-------- Information given --------
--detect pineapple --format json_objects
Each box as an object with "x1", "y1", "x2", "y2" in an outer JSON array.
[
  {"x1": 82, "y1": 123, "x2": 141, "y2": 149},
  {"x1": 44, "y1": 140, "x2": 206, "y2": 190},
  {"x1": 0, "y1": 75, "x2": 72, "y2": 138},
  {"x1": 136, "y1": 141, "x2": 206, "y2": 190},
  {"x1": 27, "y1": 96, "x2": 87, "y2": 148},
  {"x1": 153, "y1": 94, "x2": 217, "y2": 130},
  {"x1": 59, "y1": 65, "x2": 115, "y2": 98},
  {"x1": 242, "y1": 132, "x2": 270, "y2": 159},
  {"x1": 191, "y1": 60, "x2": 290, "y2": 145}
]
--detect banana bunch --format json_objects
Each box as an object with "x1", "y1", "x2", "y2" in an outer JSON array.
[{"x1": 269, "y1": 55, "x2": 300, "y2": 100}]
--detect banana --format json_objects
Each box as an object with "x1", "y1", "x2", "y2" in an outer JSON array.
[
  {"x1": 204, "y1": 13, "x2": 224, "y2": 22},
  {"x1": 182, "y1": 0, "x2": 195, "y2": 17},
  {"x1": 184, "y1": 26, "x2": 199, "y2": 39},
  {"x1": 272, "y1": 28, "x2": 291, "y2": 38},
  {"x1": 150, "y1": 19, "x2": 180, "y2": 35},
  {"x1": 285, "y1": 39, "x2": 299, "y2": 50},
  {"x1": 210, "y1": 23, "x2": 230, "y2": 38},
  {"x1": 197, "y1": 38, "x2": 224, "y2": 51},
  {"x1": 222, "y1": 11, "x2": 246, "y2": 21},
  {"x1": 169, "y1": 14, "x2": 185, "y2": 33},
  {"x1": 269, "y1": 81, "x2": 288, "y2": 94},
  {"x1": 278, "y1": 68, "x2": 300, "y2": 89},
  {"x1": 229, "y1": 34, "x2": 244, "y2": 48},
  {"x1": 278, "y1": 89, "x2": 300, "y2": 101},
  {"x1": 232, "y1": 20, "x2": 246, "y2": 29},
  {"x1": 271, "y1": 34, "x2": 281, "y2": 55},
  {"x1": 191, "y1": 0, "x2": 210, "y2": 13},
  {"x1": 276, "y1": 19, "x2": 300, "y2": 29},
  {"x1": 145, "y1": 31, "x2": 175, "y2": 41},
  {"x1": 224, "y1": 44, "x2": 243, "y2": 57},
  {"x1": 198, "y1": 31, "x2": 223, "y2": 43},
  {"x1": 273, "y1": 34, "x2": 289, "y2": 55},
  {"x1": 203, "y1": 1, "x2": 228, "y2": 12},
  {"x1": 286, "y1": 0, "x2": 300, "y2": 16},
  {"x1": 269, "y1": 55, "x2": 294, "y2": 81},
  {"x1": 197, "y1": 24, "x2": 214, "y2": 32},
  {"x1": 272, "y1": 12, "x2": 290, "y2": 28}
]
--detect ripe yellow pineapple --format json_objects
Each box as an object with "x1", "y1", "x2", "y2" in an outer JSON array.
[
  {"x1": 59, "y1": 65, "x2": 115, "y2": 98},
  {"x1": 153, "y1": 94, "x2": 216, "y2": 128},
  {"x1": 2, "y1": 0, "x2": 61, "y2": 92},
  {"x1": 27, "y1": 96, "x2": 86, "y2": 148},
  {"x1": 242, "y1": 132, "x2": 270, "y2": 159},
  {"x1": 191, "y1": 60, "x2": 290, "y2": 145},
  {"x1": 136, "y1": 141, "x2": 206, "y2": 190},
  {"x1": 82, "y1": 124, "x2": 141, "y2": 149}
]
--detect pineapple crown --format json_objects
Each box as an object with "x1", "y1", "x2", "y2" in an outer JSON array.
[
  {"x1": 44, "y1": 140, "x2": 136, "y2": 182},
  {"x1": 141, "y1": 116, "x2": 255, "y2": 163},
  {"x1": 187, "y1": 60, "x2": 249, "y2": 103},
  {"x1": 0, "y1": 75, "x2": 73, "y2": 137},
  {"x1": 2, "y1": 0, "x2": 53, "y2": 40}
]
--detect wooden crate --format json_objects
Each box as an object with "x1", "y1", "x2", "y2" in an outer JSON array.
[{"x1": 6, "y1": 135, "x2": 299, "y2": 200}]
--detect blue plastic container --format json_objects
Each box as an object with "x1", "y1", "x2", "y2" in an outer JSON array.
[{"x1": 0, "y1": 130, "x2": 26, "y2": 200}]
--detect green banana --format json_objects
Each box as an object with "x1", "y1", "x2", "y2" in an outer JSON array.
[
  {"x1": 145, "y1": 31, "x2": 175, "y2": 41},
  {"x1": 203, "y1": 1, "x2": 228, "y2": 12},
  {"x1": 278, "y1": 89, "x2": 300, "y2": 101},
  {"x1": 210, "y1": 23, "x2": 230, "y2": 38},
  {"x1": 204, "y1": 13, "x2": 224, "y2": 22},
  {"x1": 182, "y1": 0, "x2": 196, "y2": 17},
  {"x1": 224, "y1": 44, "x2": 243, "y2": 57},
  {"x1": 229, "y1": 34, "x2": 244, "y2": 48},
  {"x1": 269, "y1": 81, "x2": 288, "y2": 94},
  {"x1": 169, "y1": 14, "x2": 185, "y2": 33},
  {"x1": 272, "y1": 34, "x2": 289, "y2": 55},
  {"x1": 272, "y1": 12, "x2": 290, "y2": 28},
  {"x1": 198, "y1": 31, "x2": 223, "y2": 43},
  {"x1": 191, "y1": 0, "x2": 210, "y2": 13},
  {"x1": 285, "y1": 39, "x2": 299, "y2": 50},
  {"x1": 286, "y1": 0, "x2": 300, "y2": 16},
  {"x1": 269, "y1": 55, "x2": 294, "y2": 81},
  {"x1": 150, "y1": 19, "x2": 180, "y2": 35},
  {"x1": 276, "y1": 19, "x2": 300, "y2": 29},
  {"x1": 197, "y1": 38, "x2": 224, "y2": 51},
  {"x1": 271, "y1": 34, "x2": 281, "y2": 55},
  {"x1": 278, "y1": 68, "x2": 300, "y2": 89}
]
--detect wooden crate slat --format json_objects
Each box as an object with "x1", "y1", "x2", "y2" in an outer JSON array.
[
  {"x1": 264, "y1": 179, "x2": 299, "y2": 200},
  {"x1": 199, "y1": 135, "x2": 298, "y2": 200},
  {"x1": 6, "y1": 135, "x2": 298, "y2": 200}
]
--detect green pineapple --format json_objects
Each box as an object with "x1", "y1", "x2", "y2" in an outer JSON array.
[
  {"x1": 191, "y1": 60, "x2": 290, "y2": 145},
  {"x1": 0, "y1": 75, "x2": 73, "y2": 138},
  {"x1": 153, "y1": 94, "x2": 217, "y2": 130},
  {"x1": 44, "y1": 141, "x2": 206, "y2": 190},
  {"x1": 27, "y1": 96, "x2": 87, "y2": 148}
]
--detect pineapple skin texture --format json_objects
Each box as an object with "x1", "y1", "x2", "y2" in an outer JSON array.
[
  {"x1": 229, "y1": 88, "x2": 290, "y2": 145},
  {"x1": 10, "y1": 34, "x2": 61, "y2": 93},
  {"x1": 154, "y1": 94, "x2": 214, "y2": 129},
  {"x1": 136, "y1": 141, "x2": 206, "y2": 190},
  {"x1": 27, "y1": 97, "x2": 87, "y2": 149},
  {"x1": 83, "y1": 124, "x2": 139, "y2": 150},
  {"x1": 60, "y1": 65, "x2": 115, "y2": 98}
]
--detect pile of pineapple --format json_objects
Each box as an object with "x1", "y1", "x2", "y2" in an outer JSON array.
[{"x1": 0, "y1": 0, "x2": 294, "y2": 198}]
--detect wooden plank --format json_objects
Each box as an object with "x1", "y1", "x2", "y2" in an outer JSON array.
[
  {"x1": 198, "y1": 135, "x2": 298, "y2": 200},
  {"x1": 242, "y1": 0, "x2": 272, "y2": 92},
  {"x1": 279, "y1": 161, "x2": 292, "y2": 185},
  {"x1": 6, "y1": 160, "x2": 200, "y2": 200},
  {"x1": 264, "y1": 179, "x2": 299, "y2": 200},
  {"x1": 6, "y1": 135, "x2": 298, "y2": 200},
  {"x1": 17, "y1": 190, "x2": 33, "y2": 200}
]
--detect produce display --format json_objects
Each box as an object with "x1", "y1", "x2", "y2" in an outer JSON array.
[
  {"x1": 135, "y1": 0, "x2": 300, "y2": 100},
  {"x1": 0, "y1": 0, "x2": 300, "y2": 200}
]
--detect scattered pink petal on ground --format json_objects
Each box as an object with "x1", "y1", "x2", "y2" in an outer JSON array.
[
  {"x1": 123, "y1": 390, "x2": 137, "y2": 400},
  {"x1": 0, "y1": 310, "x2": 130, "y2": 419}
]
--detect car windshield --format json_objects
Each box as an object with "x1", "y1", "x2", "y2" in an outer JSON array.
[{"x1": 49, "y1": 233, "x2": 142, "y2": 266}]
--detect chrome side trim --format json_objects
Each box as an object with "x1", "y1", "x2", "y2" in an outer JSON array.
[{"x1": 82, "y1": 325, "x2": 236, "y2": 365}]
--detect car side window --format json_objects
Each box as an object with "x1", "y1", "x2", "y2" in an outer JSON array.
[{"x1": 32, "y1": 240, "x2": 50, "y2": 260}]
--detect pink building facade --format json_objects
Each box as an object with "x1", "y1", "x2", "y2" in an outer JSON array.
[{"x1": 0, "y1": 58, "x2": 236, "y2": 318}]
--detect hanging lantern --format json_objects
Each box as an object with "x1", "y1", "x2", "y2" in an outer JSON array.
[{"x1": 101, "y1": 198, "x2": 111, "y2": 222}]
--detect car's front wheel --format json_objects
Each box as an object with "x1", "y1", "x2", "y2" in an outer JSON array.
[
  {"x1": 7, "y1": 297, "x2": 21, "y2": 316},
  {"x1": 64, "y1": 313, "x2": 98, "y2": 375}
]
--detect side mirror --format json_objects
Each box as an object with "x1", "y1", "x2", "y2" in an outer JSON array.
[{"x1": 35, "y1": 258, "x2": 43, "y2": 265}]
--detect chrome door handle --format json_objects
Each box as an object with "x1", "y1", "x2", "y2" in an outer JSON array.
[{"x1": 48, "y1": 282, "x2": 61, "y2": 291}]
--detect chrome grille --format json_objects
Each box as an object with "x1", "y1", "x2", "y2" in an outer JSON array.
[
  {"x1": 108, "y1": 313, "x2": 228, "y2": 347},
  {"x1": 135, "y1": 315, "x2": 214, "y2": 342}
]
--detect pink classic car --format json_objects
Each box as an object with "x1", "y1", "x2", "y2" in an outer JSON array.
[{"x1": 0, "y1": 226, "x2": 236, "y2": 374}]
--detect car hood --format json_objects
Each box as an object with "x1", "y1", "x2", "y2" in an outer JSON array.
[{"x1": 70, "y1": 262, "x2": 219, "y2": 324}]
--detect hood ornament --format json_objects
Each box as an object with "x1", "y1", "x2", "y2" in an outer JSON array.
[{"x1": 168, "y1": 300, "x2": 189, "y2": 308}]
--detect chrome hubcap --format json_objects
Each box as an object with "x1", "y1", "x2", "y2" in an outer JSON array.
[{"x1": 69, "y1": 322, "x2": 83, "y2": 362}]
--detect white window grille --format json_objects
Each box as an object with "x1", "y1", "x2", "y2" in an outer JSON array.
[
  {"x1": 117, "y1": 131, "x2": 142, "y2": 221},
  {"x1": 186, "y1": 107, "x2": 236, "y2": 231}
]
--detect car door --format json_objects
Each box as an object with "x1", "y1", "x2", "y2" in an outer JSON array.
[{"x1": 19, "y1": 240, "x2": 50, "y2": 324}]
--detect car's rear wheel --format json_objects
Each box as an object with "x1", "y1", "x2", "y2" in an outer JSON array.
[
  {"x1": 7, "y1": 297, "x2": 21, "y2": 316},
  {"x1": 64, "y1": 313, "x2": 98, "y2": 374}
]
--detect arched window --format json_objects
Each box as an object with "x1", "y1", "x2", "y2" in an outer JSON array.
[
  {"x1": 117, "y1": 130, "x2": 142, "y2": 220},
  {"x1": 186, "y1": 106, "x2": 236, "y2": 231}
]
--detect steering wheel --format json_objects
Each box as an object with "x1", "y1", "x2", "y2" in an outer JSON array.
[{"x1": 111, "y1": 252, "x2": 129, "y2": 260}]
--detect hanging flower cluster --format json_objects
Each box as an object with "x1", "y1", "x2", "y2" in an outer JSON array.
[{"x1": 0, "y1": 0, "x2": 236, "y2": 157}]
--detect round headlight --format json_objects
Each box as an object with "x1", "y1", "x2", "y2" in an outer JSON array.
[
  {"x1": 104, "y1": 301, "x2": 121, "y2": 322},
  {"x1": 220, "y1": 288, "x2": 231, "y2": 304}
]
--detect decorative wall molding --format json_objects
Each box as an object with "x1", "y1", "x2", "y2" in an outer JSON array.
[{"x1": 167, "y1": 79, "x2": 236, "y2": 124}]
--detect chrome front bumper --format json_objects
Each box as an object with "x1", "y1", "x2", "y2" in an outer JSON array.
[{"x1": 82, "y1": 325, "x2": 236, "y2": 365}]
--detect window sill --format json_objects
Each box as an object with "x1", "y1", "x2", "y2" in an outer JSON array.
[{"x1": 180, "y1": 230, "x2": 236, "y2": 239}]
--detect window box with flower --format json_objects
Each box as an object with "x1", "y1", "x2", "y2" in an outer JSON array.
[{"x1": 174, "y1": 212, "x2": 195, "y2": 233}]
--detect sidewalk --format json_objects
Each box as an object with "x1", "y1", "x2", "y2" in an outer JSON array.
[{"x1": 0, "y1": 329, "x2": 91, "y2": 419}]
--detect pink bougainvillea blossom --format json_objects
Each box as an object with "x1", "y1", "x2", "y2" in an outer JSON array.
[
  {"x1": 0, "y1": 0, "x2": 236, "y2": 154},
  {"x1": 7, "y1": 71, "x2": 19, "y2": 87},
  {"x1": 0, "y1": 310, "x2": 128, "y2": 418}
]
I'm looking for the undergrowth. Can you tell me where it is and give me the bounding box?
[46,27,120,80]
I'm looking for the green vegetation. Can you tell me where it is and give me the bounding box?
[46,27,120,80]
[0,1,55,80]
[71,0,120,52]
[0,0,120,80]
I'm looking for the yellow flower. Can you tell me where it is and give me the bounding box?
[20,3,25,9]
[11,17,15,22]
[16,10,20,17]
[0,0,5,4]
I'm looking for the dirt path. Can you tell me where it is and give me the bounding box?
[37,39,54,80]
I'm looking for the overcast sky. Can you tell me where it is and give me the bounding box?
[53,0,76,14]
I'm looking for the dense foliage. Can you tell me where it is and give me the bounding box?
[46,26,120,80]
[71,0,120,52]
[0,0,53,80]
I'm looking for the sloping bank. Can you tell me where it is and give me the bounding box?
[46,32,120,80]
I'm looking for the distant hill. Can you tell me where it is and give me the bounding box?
--------
▶ _Work to do_
Rewrite the stretch of entries from the line containing "I'm looking for the green" through the end of the entries, keeping every request line, and offset each bounding box coordinate in the answers by adding 87.

▶ _Result of the exercise_
I'm looking for the green vegetation. Can you tell me where it is and give me the bounding box?
[133,114,207,167]
[87,88,142,167]
[158,87,207,139]
[87,87,207,167]
I'm looking for the yellow flower. Can you tell me where it is and give me the bounding box?
[107,90,112,96]
[98,104,102,109]
[103,97,107,104]
[87,87,92,91]
I'm looking for the dirt path. Can you tell me where it is and give me the bounding box?
[124,126,141,167]
I'm looking for the overcast sky. Can you tell me where it is and give me the bounding box?
[140,87,163,101]
I'm looking for the dense foliage. Can you tell me where it is and give me the bounding box?
[133,113,207,167]
[158,87,207,139]
[87,87,140,167]
I'm looking for the sloping bank. Can you tell me where it is and give me the bounding box?
[133,119,207,167]
I'm looking for the distant hill. Can you tell me where it is and give me the bounding box?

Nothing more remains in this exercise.